• Requirement:
In the data below, locate each line with the word "roof" and list it.

• Data shown:
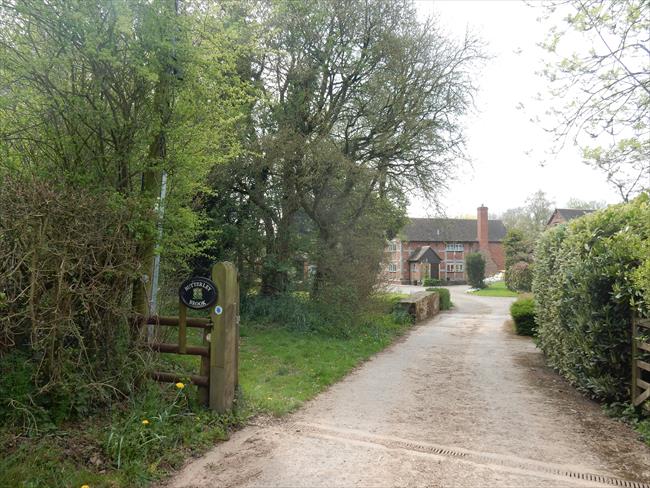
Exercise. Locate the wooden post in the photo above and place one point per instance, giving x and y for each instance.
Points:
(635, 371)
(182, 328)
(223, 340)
---
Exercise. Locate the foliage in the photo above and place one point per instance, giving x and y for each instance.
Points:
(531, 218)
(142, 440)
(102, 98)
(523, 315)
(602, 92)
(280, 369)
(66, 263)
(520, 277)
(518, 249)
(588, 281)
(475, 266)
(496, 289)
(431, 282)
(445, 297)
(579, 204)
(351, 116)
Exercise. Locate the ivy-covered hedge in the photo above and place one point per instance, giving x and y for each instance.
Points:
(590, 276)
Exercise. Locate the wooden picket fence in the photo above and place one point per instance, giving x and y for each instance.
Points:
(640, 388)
---
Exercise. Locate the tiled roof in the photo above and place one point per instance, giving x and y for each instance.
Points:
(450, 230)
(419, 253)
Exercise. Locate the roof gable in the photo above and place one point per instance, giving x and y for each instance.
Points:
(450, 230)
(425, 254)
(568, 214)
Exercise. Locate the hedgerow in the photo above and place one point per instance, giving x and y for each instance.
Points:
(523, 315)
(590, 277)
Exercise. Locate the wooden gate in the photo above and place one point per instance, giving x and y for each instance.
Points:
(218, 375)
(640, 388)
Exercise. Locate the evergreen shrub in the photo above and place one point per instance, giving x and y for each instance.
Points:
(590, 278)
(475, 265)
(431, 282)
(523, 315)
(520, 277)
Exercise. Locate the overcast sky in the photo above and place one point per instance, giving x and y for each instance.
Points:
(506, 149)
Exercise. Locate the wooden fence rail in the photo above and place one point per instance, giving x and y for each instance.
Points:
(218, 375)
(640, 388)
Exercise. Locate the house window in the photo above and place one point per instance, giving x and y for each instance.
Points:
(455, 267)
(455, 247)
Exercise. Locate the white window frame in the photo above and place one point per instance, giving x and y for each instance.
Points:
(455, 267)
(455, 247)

• Solution for this exercise:
Exercise. Locate the tiled roof in the photo above and place one point per instance, giving x and y for each instance.
Exercise. Locate the roof gable in the photo above and place one point per instance, giving x and y for each instance.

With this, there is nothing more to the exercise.